Exercise passage ▸
▼
Other Recommendations:

  • Do not discuss the financial limits of your auto insurance policy
  • Do not discuss who is responsible for the accident with anyone other than the police or your insurance company
  • Do not sign anything at the scene of the accident other than the police report (or your citation if one is issued)
  • Refer anyone who calls you regarding the accident to your claims adjustor and discuss the details only with your insurance representative

In addition to carrying your cell phone with you (but we advise against using it while driving), make an “emergency kit” for your glove box that contains a pen and paper for making notes and drawing out the accident scene. Add a disposable camera to photograph the accident and vehicles involved. Consider carrying a flashlight, blanket, first aid kit, jumper cables, and warning triangles or highway flares in your trunk just in case.

Generate a card listing you and your family members medical conditions or allergies that may require special attention if you are treated for injuries sustained in an accident by anyone other than your regular doctor. Additionally, generate a list of personal emergency contact numbers which would be helpful and keep the lists in your glove box.

If your vehicle is going to be towed from the accident scene, take the time to remove all of your personal items, including your home and office keys (leave the car keys), your garage door opener, other valuables, and important personal items. Remember to find out where your vehicle is being taken.

Beware of Fraudulent Accidents

Up to 10 percent of accidents are fraudulent. Here are some tips that can help you avoid becoming a victim. Look for the following signs:

  • Vehicles that change lanes frequently
  • Drivers who look frequently into the rear view mirror or passengers who look behind frequently
  • Vehicles with no working brake lights
  • Older model vehicles, often with previous damage
  • Vehicles traveling at slow speeds
  • Two vehicles, driving side by side, that appear to be communicating with each other (planning an accident)
▲
Dataset content ▸
▼
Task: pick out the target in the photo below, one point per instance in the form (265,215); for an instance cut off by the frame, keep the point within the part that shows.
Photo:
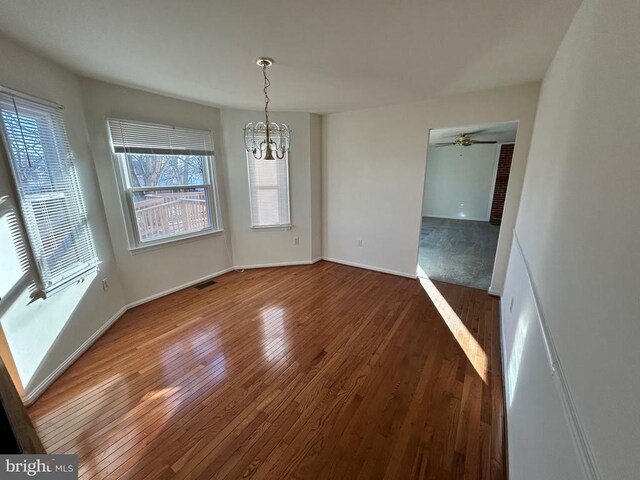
▲
Required tasks ▸
a: Write down the car accident advice from "In addition to" to "just in case." without changing a word.
b: Pick up the car accident advice where it stops and continue it.

Task answers ▸
a:
In addition to carrying your cell phone with you (but we advise against using it while driving), make an “emergency kit” for your glove box that contains a pen and paper for making notes and drawing out the accident scene. Add a disposable camera to photograph the accident and vehicles involved. Consider carrying a flashlight, blanket, first aid kit, jumper cables, and warning triangles or highway flares in your trunk just in case.

b:
Drivers who have planned fraudulent accidents may appear angry, aggressive, or threatening in order to intimidate you.

Most Common Scenarios:

  • The vehicle in front of you suddenly stops
  • Your vehicle is boxed in and you are forced into a collision
  • Another driver yields the right of way to you (usually in a parking lot) and then appears to deliberately run into you

Common targets of such accidents are people driving alone, very young or elderly drivers, and drivers of luxury cars. We suggest that you always drive defensively and avoid tailgating. If you believe that you are a victim of a fraudulent accident, inform the police immediately.


1For members with liability-only or other limited coverage with AAA’s affiliate insurer, roadside assistance service is provided under your membership (not your insurance policy), and may be subject to membership restrictions. Repairs, rentals, and other benefits are subject to policy coverages and limits.